### Task brief
Write out again every line from the start of the records through the line containing "[267,152,292,176]", both ends included, adding -3 to each bounding box coordinate in the answers. Leave the pictures out.
————————
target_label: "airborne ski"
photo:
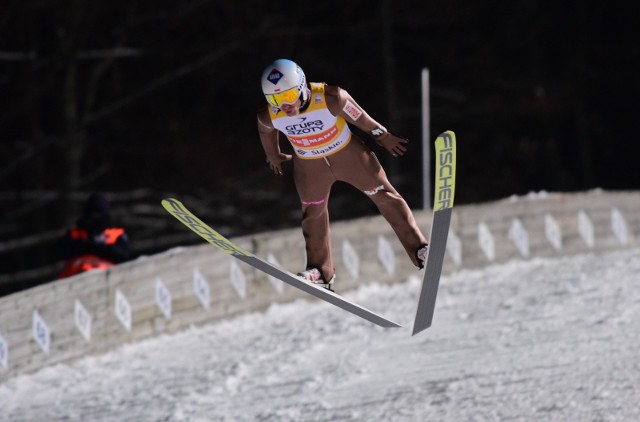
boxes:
[413,131,456,335]
[162,198,401,327]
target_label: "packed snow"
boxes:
[0,249,640,422]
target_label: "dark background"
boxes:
[0,0,640,294]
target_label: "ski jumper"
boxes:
[269,83,426,280]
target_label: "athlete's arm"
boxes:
[325,85,409,157]
[258,107,291,175]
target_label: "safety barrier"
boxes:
[0,190,640,381]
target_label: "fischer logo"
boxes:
[438,133,453,210]
[284,117,324,135]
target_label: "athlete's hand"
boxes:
[376,132,409,157]
[267,152,292,176]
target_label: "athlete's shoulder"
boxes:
[324,84,343,116]
[258,105,274,130]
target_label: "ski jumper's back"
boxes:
[269,83,351,160]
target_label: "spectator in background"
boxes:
[57,193,131,278]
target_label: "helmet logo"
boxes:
[267,68,284,85]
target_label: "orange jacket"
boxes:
[59,227,128,278]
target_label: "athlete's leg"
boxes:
[329,141,427,267]
[293,157,335,281]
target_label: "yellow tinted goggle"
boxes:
[265,88,300,107]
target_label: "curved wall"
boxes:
[0,191,640,381]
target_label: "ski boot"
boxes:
[298,267,336,292]
[416,244,429,269]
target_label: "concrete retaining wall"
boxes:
[0,191,640,381]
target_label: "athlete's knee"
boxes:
[300,197,327,208]
[363,185,386,196]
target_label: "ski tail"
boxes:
[413,131,456,335]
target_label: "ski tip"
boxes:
[411,324,431,336]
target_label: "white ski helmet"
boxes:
[261,59,309,108]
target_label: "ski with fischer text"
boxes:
[413,131,456,335]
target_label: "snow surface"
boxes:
[0,249,640,422]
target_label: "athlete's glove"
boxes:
[266,153,292,176]
[376,132,409,157]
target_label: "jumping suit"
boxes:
[269,83,426,280]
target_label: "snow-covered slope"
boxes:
[0,249,640,422]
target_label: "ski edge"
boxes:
[412,130,457,336]
[162,198,402,328]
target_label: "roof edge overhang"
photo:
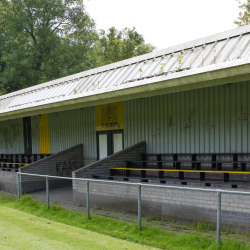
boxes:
[0,58,250,121]
[2,25,250,98]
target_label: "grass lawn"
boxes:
[0,195,250,250]
[0,206,155,250]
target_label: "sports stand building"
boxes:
[0,26,250,228]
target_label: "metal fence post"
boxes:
[86,180,90,220]
[17,172,20,199]
[138,184,141,231]
[217,191,221,244]
[46,176,49,209]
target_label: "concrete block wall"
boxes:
[73,181,250,231]
[19,144,83,192]
[72,142,146,179]
[0,171,17,193]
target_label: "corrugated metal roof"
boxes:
[0,25,250,114]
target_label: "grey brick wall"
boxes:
[73,181,250,231]
[0,171,17,193]
[72,142,146,178]
[20,144,83,192]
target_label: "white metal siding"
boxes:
[124,82,250,153]
[49,107,97,157]
[0,118,24,154]
[31,115,40,154]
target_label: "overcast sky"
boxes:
[84,0,240,49]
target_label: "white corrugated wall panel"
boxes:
[31,115,40,154]
[124,82,250,153]
[0,118,24,154]
[49,107,96,157]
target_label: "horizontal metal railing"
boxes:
[17,172,250,244]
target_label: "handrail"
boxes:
[17,172,250,244]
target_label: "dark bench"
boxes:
[0,154,50,172]
[110,153,250,182]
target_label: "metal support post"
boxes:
[86,181,90,220]
[138,184,141,231]
[17,172,20,199]
[217,192,221,244]
[46,176,49,209]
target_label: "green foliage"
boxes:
[0,195,249,250]
[234,0,250,27]
[99,27,155,65]
[0,0,98,92]
[0,0,154,95]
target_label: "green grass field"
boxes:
[0,206,156,250]
[0,195,250,250]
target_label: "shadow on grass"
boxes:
[0,195,249,250]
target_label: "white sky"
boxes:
[84,0,240,49]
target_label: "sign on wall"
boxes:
[96,102,123,131]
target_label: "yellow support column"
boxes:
[39,114,50,154]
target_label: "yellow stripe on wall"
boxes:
[39,114,50,154]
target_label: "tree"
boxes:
[234,0,250,27]
[99,27,155,65]
[0,0,98,92]
[0,0,154,95]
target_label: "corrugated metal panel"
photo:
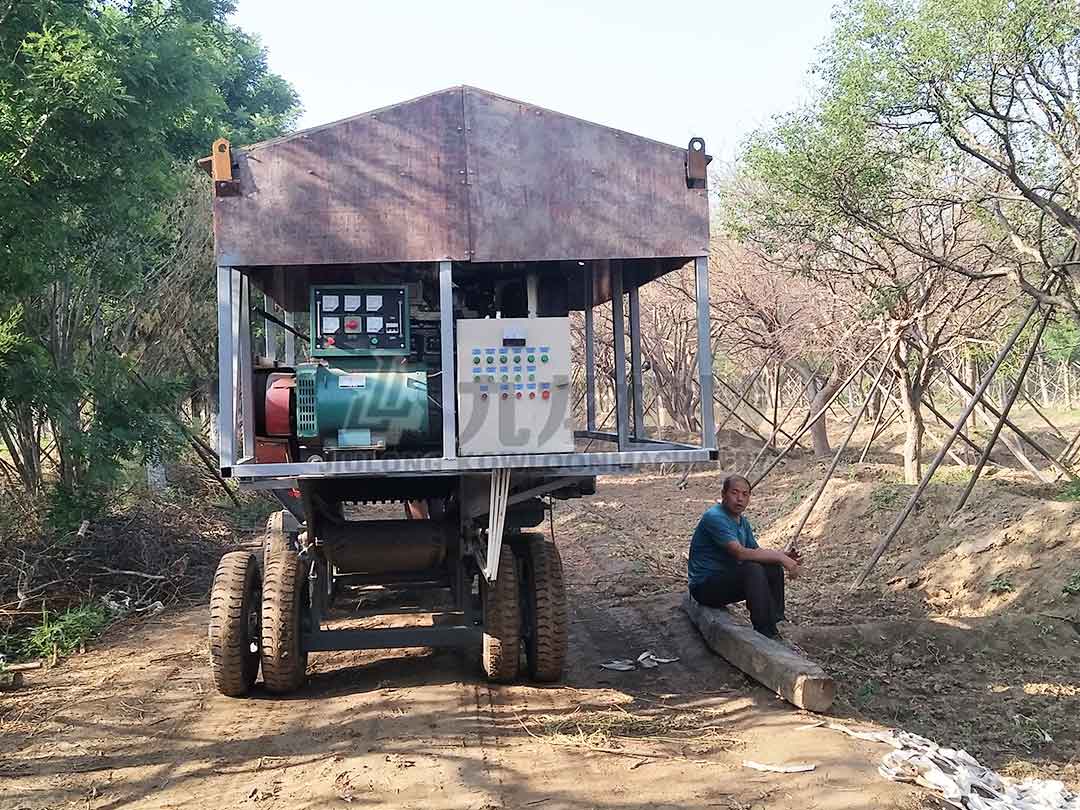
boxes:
[464,87,708,261]
[214,89,469,267]
[214,87,708,267]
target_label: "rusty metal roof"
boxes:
[214,86,708,267]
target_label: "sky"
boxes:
[227,0,833,161]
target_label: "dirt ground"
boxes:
[0,419,1080,810]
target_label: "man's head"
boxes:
[720,475,750,516]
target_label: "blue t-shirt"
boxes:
[687,503,758,588]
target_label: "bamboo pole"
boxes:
[772,363,781,447]
[1020,391,1068,442]
[785,338,900,551]
[716,377,792,438]
[949,307,1054,517]
[851,301,1039,590]
[859,403,903,464]
[859,373,895,464]
[713,392,767,442]
[713,352,775,436]
[746,337,889,489]
[945,368,1077,481]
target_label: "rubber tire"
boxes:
[513,532,567,684]
[262,510,292,569]
[208,551,259,698]
[262,549,308,694]
[481,543,522,684]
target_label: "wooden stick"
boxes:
[772,363,784,446]
[859,373,900,464]
[746,355,828,475]
[945,368,1077,481]
[851,300,1039,590]
[716,377,792,447]
[1020,391,1068,442]
[747,337,889,489]
[785,338,900,551]
[713,352,775,436]
[859,403,903,464]
[713,392,766,442]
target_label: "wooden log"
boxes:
[683,594,836,712]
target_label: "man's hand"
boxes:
[780,552,802,579]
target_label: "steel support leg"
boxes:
[629,279,648,438]
[484,469,510,582]
[693,256,716,450]
[583,261,596,431]
[238,275,255,461]
[217,267,239,468]
[611,261,630,451]
[438,261,458,458]
[283,310,296,366]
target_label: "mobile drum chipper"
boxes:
[200,87,716,696]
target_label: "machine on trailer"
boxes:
[200,87,716,696]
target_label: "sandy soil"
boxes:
[0,538,936,810]
[0,414,1080,810]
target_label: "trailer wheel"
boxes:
[481,544,522,684]
[262,548,308,693]
[259,510,292,570]
[513,532,566,683]
[208,551,260,698]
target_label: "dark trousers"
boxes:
[690,563,784,636]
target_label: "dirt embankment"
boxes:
[556,460,1080,785]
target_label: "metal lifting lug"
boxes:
[686,138,712,188]
[210,138,240,197]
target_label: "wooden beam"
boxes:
[683,594,836,712]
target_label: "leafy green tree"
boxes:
[0,0,298,529]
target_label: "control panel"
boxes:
[457,318,573,456]
[311,285,409,357]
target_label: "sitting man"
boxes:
[687,475,800,638]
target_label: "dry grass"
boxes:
[518,705,739,753]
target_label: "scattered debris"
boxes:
[743,759,818,773]
[828,723,1080,810]
[600,658,637,672]
[600,650,678,672]
[637,650,678,670]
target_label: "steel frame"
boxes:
[217,261,716,488]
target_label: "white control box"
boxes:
[457,318,573,456]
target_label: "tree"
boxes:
[0,0,298,527]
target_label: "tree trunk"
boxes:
[904,403,926,484]
[1036,355,1050,408]
[893,356,926,484]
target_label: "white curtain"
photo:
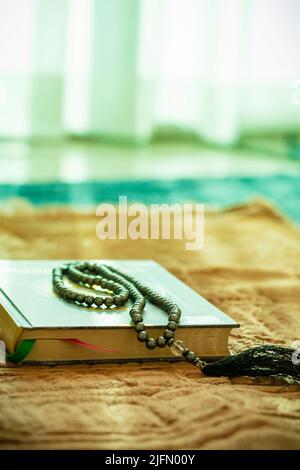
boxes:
[0,0,300,144]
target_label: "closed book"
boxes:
[0,260,239,363]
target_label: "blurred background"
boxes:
[0,0,300,222]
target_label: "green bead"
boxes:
[114,295,124,307]
[134,323,145,331]
[184,351,197,362]
[132,313,143,323]
[137,330,148,343]
[68,291,77,302]
[75,294,84,304]
[94,297,104,307]
[104,297,114,307]
[169,313,180,323]
[164,330,174,339]
[167,321,177,331]
[129,308,141,319]
[169,306,181,318]
[146,338,156,349]
[156,336,167,348]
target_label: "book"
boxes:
[0,260,239,363]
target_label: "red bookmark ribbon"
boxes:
[63,338,120,352]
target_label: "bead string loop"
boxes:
[52,262,206,369]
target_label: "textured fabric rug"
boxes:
[0,202,300,449]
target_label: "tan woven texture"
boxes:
[0,202,300,449]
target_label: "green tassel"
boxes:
[202,345,300,381]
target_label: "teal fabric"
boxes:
[0,175,300,223]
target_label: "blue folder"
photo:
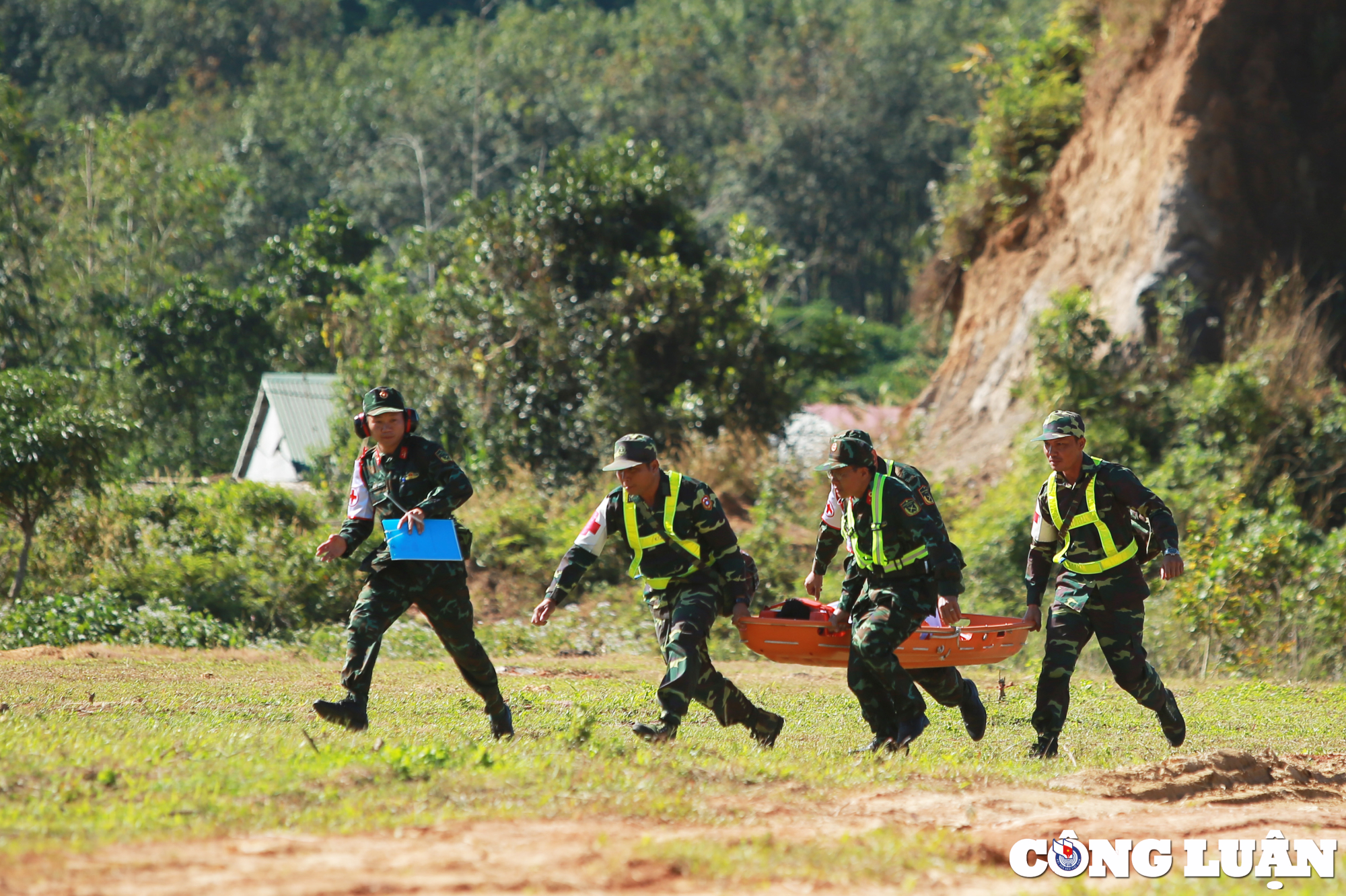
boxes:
[384,519,463,560]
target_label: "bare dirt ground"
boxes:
[10,751,1346,896]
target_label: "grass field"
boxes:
[0,632,1346,885]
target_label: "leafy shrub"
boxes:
[0,591,249,650]
[6,482,357,636]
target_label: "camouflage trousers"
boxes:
[341,561,505,713]
[651,583,758,725]
[1032,600,1167,736]
[847,581,966,736]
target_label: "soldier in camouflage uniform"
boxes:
[314,386,514,737]
[804,429,987,740]
[533,433,785,747]
[1024,410,1187,757]
[817,437,962,751]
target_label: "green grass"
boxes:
[0,648,1346,877]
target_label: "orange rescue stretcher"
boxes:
[738,600,1030,669]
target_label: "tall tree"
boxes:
[0,367,127,600]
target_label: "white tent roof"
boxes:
[234,373,341,479]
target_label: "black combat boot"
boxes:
[1028,735,1059,759]
[631,716,678,744]
[958,678,987,740]
[314,694,369,731]
[1155,690,1187,747]
[743,709,785,747]
[490,706,514,740]
[892,713,930,749]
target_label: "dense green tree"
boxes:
[237,0,1054,319]
[117,278,280,474]
[332,139,794,478]
[0,77,50,370]
[0,367,125,600]
[0,0,339,124]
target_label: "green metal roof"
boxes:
[234,373,341,478]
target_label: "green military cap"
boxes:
[603,432,658,471]
[1028,410,1085,441]
[814,431,874,472]
[365,386,406,417]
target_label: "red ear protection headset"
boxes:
[355,408,420,439]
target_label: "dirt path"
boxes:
[10,751,1346,896]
————————
### Answer to this task
target_label: "airborne ski"
photo:
boxes:
[410,128,453,332]
[159,195,398,324]
target_label: "packed snow"
boxes:
[-3,246,637,419]
target_label: "dark background"
boxes:
[-3,-3,637,291]
target_label: "ski jumper"
boxes:
[266,80,423,277]
target_label: "athlete's arm"
boxes:
[322,82,406,154]
[255,104,288,172]
target_label: "safety barrier"
boxes:
[-3,187,637,378]
target_label: "fischer logo"
boxes:
[435,130,450,207]
[281,114,321,132]
target_label: "athlete's hand"
boxes:
[373,129,406,154]
[264,149,289,173]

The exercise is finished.